INSTRUCTIONS FOR THE TASK >>
What comes back must be the data itself, retyped exactly.

--- LISTED ENTRIES Enclosed Below ---

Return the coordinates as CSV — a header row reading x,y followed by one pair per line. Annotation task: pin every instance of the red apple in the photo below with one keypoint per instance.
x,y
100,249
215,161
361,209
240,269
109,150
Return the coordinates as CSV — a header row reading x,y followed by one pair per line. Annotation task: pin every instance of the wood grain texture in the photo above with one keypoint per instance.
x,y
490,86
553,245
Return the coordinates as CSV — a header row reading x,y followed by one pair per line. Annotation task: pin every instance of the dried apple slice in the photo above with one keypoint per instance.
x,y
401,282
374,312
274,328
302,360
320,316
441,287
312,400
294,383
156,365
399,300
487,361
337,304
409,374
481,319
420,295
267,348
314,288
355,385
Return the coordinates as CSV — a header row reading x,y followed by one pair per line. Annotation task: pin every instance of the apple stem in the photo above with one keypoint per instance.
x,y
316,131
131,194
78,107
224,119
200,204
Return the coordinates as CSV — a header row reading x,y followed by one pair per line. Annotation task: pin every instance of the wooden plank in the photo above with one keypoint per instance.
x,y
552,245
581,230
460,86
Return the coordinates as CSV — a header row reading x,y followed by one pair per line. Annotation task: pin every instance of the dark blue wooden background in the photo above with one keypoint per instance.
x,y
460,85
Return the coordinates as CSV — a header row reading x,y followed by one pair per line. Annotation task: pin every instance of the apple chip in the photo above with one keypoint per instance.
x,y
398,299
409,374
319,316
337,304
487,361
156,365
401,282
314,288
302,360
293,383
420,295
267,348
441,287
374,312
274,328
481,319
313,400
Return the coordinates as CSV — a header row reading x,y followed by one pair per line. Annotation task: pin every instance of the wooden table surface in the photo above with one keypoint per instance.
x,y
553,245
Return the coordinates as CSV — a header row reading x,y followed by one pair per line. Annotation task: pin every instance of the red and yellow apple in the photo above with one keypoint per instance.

--- End of Enclosed LISTED ENTRIES ---

REPLY >>
Return the coordinates as CSV — a header row reading x,y followed by one pair per line. Annotation task: pin every instance of the red apple in the photo below with one keypoint per instance.
x,y
100,249
215,161
361,209
240,269
109,150
Return the coordinates as CSV — a header row reading x,y followed by one pair per line. Annotation task: pin every instance of the wood grain texture in the photo above with one keypoint per instance.
x,y
490,86
553,245
Return the coordinates as CSV — a header row reading x,y followed by one pair per line. Annotation task: pin every instance of the dried apple slice in the photo above with one keypoint per instance.
x,y
401,282
374,312
274,328
302,360
320,316
441,287
312,400
294,383
156,365
399,300
487,361
337,304
409,374
481,319
420,295
267,348
314,288
355,385
Return the coordinates as CSV — a header row reading x,y followed by one pair per line. Annotation task: pin every instance of the apple stem in the photo above with one keypoint per instance.
x,y
316,131
131,194
78,107
224,119
200,204
Return the coordinates as CSV — a header row reading x,y followed by one pair per line. Annotation task: pin every instance of the wooden plank in the photo above with one keypoint per instance.
x,y
552,245
581,230
460,86
Return the coordinates as CSV — a header row reading x,y followed by one pair per line. Annotation task: pin every instance of the dark blue wooden background in the photo above with one keypoint per instance.
x,y
460,85
Return the coordinates as CSV — a header row reading x,y followed by one pair per line. Annotation task: pin every instance of the apple chip in the photo above with one keypoint per instance.
x,y
398,299
409,374
319,316
337,304
487,361
156,365
401,282
314,288
302,360
293,383
420,295
267,348
441,287
374,312
274,328
481,319
313,400
Return the coordinates as CSV — a header row reading x,y followed by one pair per line. Annotation task: pin every instance of the wooden table surface in the photo above with one keypoint per instance.
x,y
553,245
Return the coordinates as CSV — a header row reading x,y followed by one pair per line. Annotation task: pin every instance of the red and yellow apple in the photo above with one keypoint per instance.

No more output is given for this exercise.